Instructions:
A - According to the passage on empirical research in public law, why does legal research that reveals the practices of public entities have a general importance? Answer in one to three sentences.
B - Pick up the passage on empirical research in public law after its final sentence and carry it forward.

## begin Source document

Second, public lawyers have justifiably been curious about the use and effectiveness of the accountability mechanisms that exist: to what extent are the accountability mechanisms that are available for use by citizens actually put into action? In what ways do accountability mechanisms make a difference to the ways in which public bodies work? Such questions are not only of intrinsic interest. They also relate to normative and doctrinal questions - the bread and butter of public law scholarship. For example, some questions of impact, such as the potential effects on public service delivery of damages payments in tort or human rights cases, are doctrinally relevant (King, 2007). Equally, normative debates in public law, such as the appropriateness of state liability in tort law (e.g. Harlow, 2004; Halliday et al., 2011) or about changes in the heads of review in administrative law (King, 2010), can and should draw on questions of impact (Richardson and Sunkin, 1996). Much of public law debate rests on explicit or implicit empirical assumptions about constitutional operations. Legal research that reveals the practices of public entities, accordingly, has a general importance.
Some empirical legal researchers have sought to reveal the realities of primary and secondary legislative processes (e.g. Griffiths, 1974; Page, 2001), though much more research on legislative process would be welcome. Equally, the operations of accountability mechanisms themselves have been a focus of enquiry including work on the courts (e.g. Paterson, 1982), tribunals (e.g. Baldwin et alv 1992; Thomas, 2011), ombudsmen (e.g. Buck et al., 2011), administrative review schemes (e.g. Buck, 1998; Sunkin and Pick, 2001; Cowan and Halliday, 2003) and complaints systems (e.g. Mulcahy, 2003). Other empirical legal research under this heading can be understood as a response to emerging forms of governance and represent attempts to understand their operation and significance. For example, a number of UK scholars have explored the increased role of contracts within governmental operations (e.g. Davies, 2001; Vincent-Jones, 2006). Relatedly, but more broadly, the rise of the regulatory state has brought with it the rise of regulation scholarship. The study of governance through regulation is much too extensive to capture well in this chapter. Some helpful introductory and law- related texts are available (e.g. Baldwin and McCrudden, 1987; Baldwin et al., 1998; Morgan and Yeung, 2007; Harlow and Rawlings, 2009). It is sufficient to note for the purposes of this section that a great deal of this research has sought to reveal the ways in which various regulators operate (e.g. Hawkins, 1984 and 2002; Baldwin, 1995; Black, 1997; Hall et al., 2000). Comparatively much less research has sought to reveal how public bodies respond to regulation (e.g. Hood et al., 1999; Bevan and Hood, 2006).
Other research projects constitute attempts to understand and explain more general areas of government activity that have not previously been well understood. A classic example of this approach would be Daintith and Page's The Executive in the Constitution (1999). They explain the importance and value of this kind of empirical legal research:
our objection is only to reliance on values and principles to underpin a positive theory of the constitution, a theory of what it is as opposed to what it ought to be. Our preferred approach ... is to address ourselves directly to the task of finding empirical evidence of constitutional rules. In the sphere of the executive ... such rules may as often be informal, or based on established practice, as formal ... Broadly speaking, therefore, we view our task as expository of the constitution in an area hitherto little studied and leave to others the task of suggesting improvements or reforms in the light of preferred principles or values. (1999, pp. 20-1)

## end Source document
## begin Material supplied

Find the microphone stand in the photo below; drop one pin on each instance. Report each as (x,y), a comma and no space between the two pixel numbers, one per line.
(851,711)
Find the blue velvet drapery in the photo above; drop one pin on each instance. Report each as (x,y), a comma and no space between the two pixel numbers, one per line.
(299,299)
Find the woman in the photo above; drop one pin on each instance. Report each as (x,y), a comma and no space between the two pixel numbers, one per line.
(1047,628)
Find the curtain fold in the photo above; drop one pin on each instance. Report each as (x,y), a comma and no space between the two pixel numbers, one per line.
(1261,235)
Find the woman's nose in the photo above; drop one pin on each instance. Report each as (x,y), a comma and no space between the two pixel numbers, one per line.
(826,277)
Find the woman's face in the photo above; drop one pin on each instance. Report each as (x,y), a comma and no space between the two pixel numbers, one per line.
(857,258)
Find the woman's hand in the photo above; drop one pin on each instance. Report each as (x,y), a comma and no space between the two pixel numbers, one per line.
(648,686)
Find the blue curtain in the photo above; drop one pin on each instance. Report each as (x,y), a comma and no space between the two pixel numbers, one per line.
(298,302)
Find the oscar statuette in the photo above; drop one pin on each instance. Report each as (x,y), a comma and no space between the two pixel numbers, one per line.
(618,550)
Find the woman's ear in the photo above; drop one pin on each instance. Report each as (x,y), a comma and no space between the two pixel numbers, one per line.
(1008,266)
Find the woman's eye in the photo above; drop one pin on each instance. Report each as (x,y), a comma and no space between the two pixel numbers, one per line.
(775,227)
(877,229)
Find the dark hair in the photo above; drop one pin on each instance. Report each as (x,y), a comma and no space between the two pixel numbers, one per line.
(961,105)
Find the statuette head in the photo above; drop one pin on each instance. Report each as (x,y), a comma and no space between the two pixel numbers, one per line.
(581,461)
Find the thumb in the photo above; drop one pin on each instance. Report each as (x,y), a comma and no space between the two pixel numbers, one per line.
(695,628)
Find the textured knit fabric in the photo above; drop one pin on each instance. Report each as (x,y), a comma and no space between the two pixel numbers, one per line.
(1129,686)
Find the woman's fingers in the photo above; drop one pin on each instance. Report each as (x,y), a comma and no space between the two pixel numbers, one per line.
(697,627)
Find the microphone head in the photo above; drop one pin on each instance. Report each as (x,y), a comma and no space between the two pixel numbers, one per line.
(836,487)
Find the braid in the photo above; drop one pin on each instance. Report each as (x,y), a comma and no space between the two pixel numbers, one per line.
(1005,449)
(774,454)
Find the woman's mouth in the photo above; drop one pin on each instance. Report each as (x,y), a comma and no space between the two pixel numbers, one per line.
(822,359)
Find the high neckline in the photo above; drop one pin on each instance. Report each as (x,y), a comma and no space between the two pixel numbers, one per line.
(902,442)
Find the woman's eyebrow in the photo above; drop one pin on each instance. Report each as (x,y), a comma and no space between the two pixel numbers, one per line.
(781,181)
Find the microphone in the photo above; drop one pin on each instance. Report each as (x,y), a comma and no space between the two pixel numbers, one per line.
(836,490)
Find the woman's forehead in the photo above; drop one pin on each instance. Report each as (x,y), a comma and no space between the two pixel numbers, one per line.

## end Material supplied

Answers for the exercise:
A - Much of public law debate rests on explicit or implicit empirical assumptions about constitutional operations. Research that reveals how public entities actually operate therefore has a general importance.

B -
Daintith and Page's point is that there is a level at which questions of constitutional value are empirical rather than normative. In order to answer the question 'how does the constitution function?' rather than the question 'how should it function?', values must be discovered by observing constitutional practice. Indeed, such an approach to questions of constitutional value has a long pedigree, particularly when focusing on why constitutional values have changed over time. Much of this work is historical in nature and is a very familiar feature of public law scholarship and textbook writing. A classic example would be the account of the political struggles in seventeenth-century England and the ultimate supremacy of Parliament over the Crown. Another example would be a description of the early twentieth- century tensions between the Commons and the Lords and the enactment of the Parliament Act 1911. Historical work might also shed important light on the nature and operation of our constitutional conventions. Tomkins' analysis (2003) of the Crichel Down papers as a means of unpacking the convention of ministerial responsibility is an excellent example of this approach.
It is important to recognize that this familiar historical work is, similarly, a contribution of empirical legal research to our understanding of public law. As one historian has noted, '[h]istory is the empirical study of the past' (Trevor-Roper, 1969). Even though much of this aspect of public law scholarship relies on secondary data sources, historical constitutional work is an account of the way things were and of how and why they changed over time and is ultimately grounded in standard social scientific research methods.
The examination of government or official papers, for example, is no more than an exercise in documentary analysis or archival research, a familiar and common research technique within law and society scholarship (e.g. Friedman and Percival, 1981; Greenhouse, 1986; Rosenberg, 1991).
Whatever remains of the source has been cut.